*Short problem*
Pick out each line below that contains the word "profile" and copy it in full.

start

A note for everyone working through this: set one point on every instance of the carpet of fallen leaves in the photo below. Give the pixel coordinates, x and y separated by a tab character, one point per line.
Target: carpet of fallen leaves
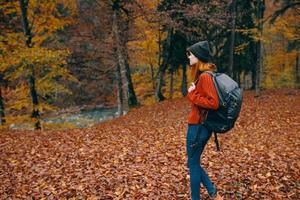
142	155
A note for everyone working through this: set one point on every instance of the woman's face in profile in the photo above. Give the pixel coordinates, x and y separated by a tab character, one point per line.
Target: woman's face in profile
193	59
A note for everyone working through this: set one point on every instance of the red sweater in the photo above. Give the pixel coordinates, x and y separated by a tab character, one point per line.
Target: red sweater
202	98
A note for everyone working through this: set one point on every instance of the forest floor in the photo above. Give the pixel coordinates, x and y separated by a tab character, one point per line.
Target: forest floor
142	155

end
start

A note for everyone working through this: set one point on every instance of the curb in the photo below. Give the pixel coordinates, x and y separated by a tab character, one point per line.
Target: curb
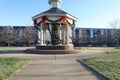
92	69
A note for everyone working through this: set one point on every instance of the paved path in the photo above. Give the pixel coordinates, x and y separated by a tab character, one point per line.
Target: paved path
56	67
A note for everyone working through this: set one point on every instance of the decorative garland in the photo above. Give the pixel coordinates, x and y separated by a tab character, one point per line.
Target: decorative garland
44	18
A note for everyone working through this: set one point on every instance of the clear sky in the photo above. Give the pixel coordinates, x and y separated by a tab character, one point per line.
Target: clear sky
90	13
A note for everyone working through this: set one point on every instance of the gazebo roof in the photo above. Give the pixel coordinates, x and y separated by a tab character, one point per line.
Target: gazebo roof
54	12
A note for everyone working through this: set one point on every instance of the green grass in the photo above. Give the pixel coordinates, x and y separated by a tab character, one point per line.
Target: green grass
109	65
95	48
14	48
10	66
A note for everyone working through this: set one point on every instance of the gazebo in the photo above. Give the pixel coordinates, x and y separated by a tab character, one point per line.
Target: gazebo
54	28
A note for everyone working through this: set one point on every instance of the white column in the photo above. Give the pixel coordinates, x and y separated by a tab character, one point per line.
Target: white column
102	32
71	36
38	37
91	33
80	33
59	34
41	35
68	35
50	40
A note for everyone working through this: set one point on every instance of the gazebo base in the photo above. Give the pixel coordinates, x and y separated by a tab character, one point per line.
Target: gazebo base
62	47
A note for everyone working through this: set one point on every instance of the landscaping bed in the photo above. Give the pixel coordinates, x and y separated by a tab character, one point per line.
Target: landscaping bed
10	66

end

*Response to the task*
A note for everyone working through this: set one point on every instance of the woman's face in profile in the photo above. Give the pixel coordinates, x and y separated by a tab character, one point per line.
Target: woman's face in profile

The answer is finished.